*** Text provided Section Begins ***

But others want to receive the sacraments and want to be part 
of it, so they would attend if it were convenient and 
available. Sometimes they make distinctions. For instance, I 
think when I did a research project in the 1990s--it may have 
changed in the last few years--sometimes Catholics, for 
instance, go to confession. They might not want to go to 
confession to a priest in the official church because they 
might be afraid that the priest might be under pressure to tell 
somebody, and so forth. They could not trust them. But they 
would go to Mass, maybe, in an official church, but not to 
confession. And in some cases, if someone were dying and wanted 
to receive the Last Rites, they would want to be 100 percent 
sure that the Rites were going to be sacramentally effective, 
and thus they might go to an underground priest rather than an 
above-ground priest. But then in the other circumstances they 
would go into the official Church, et cetera. So, individual 
Catholics would span the spectrum and there would be a lot of 
gray areas, and very complicated sorts of things that would go 
on.
    Ms. Weld. Thank you. I am also interested in another thing. 
Is there great suspicion of either unregistered or registered 
Church members who have links, strong links, with, for example, 
people from abroad who are working in China? I ask this 
question because of that case recently in which communications 
abroad were found to be a violation of laws against disclosing 
state secrets. Is that a common situation? What is meant by 
``state secrets'' in those cases? Do you know the cases I am 
talking about? From Zhejiang Province.
    Mr. Madsen. Communication abroad is always a sensitive 
issue. You are not supposed to have communications abroad 
without being officially supervised and receiving permission. 
People have them anyway, of course. But that is one thing that 
can always be used against you, so everyone violates that in a 
way, but that gives government officials leverage to get rid of 
anybody they do not like. Many of the underground and official 
churches still depend a lot on foreign donations and foreign 
help in various ways. They get a lot of help that comes from 
different sources, sometimes from Taiwan, the Philippines, and 
of course the United States. However, 
because of the way China is set up, there is always an inherent 
suspicion about foreign contacts, and they can be used against 
you.

*** Text provided Section Ends ***
*** Data under study Section Begins ***

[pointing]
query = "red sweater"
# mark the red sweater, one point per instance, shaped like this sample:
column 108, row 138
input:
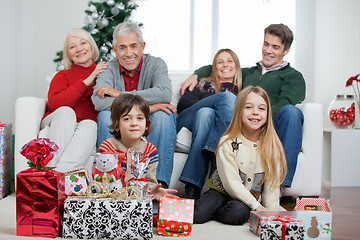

*** Data under study Section Ends ***

» **Exercise brief**:
In the testimony on Catholics in China, which places does Mr. Madsen name as sources of help for the churches?

» **Answer space**:
Taiwan, the Philippines, and the United States.